_SOURCE_.
Search results like these can be relational when grouped by a unit such as a paragraph or chapter: if two terms appear together in the same paragraph (or chapter), this can indicate some relationship between the two; if they repeatedly occur together in many paragraphs, this may indicate a stronger relationship between the two in that text. It is thus possible to use a network graph to visualize this information; you can do this in Text Tools by running regular expressions and setting “Group rows by” to “Paragraph”.

Exercise:
  • Search for the terms 父母, 君子, 小人, 禮, and 樂 in the Analects, and construct a network graph based on their co-occurrence in the same paragraphs of text.
  • Double-clicking on an edge in this graph will reopen the Regex tool, with the specific matches underwriting the selected edge highlighted. Examine some of the edges using this function, including the thickest and thinnest edges, to see what data they actually represent.
  • Using the same method but specifying a list of character names (寶玉, 黛玉, 寶釵, etc. – you can get a list of more names from Wikipedia), map out how character names co-occur in paragraphs of the Hongloumeng. Note: you will need to make sure that you choose names frequently used in the actual text (e.g. “賈寶玉” is only infrequently used; “寶玉” is far more common – and will also match cases of “賈寶玉”). This is one example of Social network analysis.
  • When you set “Group rows by” to “None”, you can temporarily add constraints to the “Matched text” view to show only those paragraphs which matched a particular search string. You can set or remove a constraint by clicking on a matched string in the “Matched text view”; you can also click the text label of an item in the “Summary” view to set that item as the constraint, and so see at a glance which paragraphs contained that particular string. Re-run your search with the same terms but in “None” mode, and use this to quickly see which passages the least-frequently occurring name from your list appeared in.

[Image annotation data]
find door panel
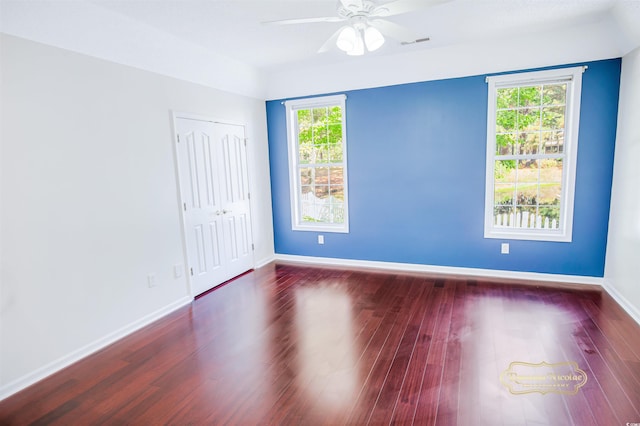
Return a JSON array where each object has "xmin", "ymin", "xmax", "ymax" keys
[{"xmin": 176, "ymin": 118, "xmax": 253, "ymax": 295}]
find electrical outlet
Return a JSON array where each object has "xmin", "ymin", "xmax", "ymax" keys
[{"xmin": 147, "ymin": 274, "xmax": 158, "ymax": 288}]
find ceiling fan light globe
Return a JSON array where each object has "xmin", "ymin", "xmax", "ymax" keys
[
  {"xmin": 347, "ymin": 33, "xmax": 364, "ymax": 56},
  {"xmin": 364, "ymin": 27, "xmax": 384, "ymax": 52},
  {"xmin": 336, "ymin": 27, "xmax": 358, "ymax": 52}
]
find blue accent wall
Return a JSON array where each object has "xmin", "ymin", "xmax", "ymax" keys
[{"xmin": 266, "ymin": 59, "xmax": 621, "ymax": 277}]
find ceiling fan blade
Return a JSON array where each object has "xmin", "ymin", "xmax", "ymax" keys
[
  {"xmin": 369, "ymin": 19, "xmax": 416, "ymax": 42},
  {"xmin": 371, "ymin": 0, "xmax": 451, "ymax": 17},
  {"xmin": 262, "ymin": 16, "xmax": 344, "ymax": 25},
  {"xmin": 318, "ymin": 25, "xmax": 348, "ymax": 53}
]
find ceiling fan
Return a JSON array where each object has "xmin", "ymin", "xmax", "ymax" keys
[{"xmin": 264, "ymin": 0, "xmax": 442, "ymax": 56}]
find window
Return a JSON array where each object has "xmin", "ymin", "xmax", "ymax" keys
[
  {"xmin": 485, "ymin": 67, "xmax": 584, "ymax": 241},
  {"xmin": 285, "ymin": 95, "xmax": 349, "ymax": 232}
]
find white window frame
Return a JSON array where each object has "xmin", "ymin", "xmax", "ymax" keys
[
  {"xmin": 284, "ymin": 95, "xmax": 349, "ymax": 233},
  {"xmin": 484, "ymin": 67, "xmax": 586, "ymax": 242}
]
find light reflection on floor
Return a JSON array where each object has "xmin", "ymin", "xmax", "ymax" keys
[{"xmin": 295, "ymin": 286, "xmax": 361, "ymax": 411}]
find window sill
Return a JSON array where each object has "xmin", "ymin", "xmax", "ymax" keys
[{"xmin": 484, "ymin": 228, "xmax": 571, "ymax": 243}]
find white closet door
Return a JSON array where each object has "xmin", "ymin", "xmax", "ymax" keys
[{"xmin": 176, "ymin": 118, "xmax": 253, "ymax": 295}]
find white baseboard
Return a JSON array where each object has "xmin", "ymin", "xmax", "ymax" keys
[
  {"xmin": 255, "ymin": 255, "xmax": 275, "ymax": 269},
  {"xmin": 602, "ymin": 280, "xmax": 640, "ymax": 325},
  {"xmin": 0, "ymin": 296, "xmax": 193, "ymax": 401},
  {"xmin": 274, "ymin": 254, "xmax": 604, "ymax": 286}
]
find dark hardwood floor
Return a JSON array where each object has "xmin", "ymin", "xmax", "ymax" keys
[{"xmin": 0, "ymin": 263, "xmax": 640, "ymax": 426}]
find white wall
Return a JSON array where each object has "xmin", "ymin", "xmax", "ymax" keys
[
  {"xmin": 0, "ymin": 35, "xmax": 273, "ymax": 398},
  {"xmin": 605, "ymin": 48, "xmax": 640, "ymax": 322}
]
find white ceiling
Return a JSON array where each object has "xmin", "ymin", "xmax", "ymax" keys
[{"xmin": 0, "ymin": 0, "xmax": 640, "ymax": 98}]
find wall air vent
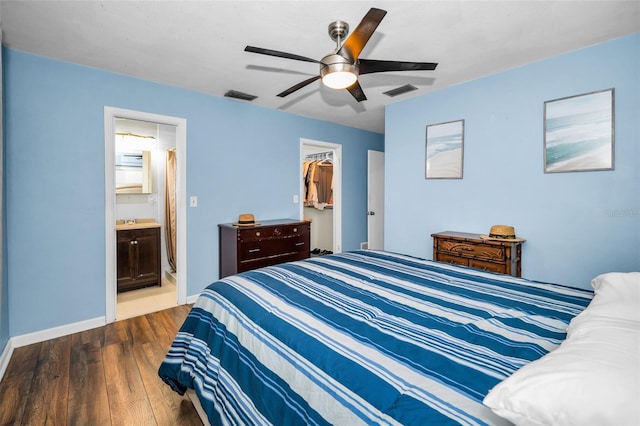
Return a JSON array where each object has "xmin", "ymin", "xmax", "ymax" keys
[
  {"xmin": 382, "ymin": 84, "xmax": 418, "ymax": 98},
  {"xmin": 224, "ymin": 90, "xmax": 257, "ymax": 102}
]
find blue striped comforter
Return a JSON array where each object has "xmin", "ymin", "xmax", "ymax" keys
[{"xmin": 159, "ymin": 251, "xmax": 592, "ymax": 426}]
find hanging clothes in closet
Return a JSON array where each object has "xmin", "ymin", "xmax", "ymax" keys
[{"xmin": 302, "ymin": 153, "xmax": 333, "ymax": 210}]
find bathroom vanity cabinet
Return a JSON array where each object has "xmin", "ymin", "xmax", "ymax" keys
[{"xmin": 116, "ymin": 224, "xmax": 162, "ymax": 293}]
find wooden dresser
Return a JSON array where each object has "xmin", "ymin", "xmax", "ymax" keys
[
  {"xmin": 218, "ymin": 219, "xmax": 311, "ymax": 278},
  {"xmin": 431, "ymin": 231, "xmax": 522, "ymax": 277}
]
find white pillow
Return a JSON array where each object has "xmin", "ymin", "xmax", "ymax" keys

_WORK TO COMPLETE_.
Decide whether each statement agrees with the passage on co-occurrence network graphs, and quote the words of the passage that decide it.
1. In Text Tools, a co-occurrence network graph is built by running regular expressions with “Group rows by” set to “Paragraph”.
2. In the Hongloumeng, “賈寶玉” is used more often than “寶玉”.
3. Double-clicking an edge in the graph reopens the Regex tool.
You won't need the rows to complete this.

_EXERCISE SOLUTION_.
1. Yes: "you can do this in Text Tools by running regular expressions and setting “Group rows by” to “Paragraph”"
2. No: "“賈寶玉” is only infrequently used; “寶玉” is far more common"
3. Yes: "Double-clicking on an edge in this graph will reopen the Regex tool"